[YOUR TASK]
Could you repeat, word for word, every line from the one containing "Check that each instance of the jacket" through the final line of the records below, and nothing else?

[RAW RECORDS]

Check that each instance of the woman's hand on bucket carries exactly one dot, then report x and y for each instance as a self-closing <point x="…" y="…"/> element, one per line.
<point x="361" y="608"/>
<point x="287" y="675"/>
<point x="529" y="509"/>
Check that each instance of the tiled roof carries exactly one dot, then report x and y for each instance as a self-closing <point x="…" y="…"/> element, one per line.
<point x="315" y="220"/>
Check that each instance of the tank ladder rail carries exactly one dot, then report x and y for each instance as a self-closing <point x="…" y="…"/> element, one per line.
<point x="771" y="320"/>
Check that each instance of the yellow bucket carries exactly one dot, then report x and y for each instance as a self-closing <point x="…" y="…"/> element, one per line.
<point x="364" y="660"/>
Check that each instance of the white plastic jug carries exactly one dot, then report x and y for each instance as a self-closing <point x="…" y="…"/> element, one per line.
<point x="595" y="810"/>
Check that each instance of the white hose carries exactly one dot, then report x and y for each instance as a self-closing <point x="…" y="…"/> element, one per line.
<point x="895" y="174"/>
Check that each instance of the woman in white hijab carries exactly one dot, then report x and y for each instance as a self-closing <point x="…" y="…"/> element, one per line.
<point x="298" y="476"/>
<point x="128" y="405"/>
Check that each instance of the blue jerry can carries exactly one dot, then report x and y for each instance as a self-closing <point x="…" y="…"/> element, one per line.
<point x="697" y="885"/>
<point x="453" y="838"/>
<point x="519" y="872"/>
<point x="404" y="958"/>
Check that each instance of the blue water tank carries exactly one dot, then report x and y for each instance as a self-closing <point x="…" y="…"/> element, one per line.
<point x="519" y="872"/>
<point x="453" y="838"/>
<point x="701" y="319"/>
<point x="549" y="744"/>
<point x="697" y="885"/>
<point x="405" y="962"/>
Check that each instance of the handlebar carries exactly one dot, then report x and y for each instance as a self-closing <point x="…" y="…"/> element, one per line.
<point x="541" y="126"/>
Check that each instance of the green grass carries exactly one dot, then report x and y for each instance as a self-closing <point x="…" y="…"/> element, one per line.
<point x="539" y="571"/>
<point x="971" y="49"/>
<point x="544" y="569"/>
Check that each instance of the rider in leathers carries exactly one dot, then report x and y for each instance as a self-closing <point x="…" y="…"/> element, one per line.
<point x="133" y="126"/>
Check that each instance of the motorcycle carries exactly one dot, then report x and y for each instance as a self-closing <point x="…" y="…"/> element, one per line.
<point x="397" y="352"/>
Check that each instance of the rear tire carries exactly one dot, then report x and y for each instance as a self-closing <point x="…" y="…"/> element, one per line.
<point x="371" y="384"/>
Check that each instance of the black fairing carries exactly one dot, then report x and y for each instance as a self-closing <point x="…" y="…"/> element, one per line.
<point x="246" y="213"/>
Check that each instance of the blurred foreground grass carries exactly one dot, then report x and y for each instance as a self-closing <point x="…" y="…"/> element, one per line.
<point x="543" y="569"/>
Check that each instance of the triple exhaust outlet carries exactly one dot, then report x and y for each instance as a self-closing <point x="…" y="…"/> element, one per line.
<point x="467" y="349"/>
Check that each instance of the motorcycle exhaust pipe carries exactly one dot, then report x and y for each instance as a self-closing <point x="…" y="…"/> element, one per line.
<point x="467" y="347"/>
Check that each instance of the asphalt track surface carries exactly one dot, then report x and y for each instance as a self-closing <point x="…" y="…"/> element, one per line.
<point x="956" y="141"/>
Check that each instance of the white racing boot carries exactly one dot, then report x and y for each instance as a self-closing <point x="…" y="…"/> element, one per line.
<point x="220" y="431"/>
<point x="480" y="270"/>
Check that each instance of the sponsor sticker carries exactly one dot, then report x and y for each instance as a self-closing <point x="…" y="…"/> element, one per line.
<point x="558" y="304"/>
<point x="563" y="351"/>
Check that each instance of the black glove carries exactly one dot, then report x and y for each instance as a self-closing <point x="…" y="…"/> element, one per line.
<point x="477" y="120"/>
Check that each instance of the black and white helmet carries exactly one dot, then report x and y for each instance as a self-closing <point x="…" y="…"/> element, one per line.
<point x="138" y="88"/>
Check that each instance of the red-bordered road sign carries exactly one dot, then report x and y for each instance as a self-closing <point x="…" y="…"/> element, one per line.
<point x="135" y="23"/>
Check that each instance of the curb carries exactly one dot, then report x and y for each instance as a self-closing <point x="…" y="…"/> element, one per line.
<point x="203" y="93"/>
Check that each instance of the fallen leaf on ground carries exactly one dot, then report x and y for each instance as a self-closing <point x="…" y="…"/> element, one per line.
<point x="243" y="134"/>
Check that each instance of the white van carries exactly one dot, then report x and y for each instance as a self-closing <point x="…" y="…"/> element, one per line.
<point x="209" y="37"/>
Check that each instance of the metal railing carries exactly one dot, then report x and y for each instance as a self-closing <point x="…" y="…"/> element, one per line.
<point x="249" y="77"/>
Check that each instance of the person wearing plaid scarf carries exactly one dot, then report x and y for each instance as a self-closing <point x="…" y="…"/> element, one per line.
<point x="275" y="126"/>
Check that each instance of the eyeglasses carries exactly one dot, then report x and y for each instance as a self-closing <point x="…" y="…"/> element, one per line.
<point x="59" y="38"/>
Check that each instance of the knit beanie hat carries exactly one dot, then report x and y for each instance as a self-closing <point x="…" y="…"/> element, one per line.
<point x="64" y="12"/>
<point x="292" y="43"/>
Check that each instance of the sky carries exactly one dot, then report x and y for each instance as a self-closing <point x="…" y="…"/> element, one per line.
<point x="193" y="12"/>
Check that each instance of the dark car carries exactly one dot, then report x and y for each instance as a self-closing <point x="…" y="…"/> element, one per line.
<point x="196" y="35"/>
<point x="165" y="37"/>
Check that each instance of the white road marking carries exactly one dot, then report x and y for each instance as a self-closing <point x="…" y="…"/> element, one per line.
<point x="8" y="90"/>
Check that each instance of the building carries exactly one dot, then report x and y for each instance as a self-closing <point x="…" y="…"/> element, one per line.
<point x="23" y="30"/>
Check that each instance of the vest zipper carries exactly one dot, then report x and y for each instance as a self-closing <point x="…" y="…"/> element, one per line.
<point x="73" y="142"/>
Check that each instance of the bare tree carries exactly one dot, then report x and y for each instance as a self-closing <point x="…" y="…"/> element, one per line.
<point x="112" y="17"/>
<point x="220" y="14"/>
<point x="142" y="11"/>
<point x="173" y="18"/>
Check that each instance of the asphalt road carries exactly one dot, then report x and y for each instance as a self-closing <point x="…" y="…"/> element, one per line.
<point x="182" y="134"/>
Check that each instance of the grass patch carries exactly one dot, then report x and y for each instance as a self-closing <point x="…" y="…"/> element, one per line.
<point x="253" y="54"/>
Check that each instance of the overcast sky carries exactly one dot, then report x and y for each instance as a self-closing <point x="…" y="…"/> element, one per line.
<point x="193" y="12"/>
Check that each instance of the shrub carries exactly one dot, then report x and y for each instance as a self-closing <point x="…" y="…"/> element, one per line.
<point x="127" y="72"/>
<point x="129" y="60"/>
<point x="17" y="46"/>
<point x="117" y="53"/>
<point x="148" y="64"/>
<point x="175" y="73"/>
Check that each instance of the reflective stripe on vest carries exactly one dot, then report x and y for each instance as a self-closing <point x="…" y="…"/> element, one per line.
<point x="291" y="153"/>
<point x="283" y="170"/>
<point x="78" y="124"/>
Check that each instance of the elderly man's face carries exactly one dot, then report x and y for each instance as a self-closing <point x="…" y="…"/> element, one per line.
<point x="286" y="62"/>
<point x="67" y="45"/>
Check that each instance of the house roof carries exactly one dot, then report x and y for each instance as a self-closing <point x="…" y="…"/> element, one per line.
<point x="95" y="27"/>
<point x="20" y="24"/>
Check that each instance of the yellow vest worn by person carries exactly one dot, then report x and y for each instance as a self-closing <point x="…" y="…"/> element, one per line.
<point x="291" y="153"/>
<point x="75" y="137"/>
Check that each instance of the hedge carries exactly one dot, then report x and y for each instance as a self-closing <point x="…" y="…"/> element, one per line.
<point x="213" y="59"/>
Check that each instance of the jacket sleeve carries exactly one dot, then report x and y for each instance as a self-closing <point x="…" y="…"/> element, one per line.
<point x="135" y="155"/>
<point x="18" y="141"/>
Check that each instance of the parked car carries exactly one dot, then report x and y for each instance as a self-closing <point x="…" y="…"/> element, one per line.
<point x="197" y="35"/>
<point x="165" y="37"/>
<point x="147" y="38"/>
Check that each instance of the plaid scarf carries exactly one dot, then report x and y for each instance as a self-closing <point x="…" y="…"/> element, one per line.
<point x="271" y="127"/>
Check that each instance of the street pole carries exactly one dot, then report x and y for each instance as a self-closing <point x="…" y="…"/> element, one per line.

[EXERCISE ANSWER]
Check that each instance of the jacket sleeve carries exactly one dot, then report x and y for each instance as a self-closing <point x="…" y="…"/> element, one per line.
<point x="135" y="155"/>
<point x="18" y="141"/>
Check that each instance of the parked car carries exactly one dot, then report x and y for each instance as a self-closing <point x="…" y="…"/> element, one per line.
<point x="197" y="35"/>
<point x="165" y="37"/>
<point x="147" y="38"/>
Check that each instance of the plaid scarf carries exactly one dot, then report x and y for each instance as a self-closing <point x="…" y="…"/> element, one per line.
<point x="271" y="127"/>
Check that each instance of the street pole carries exactly one dot, then report x and y for each instance as a self-closing <point x="…" y="…"/> element, one per line.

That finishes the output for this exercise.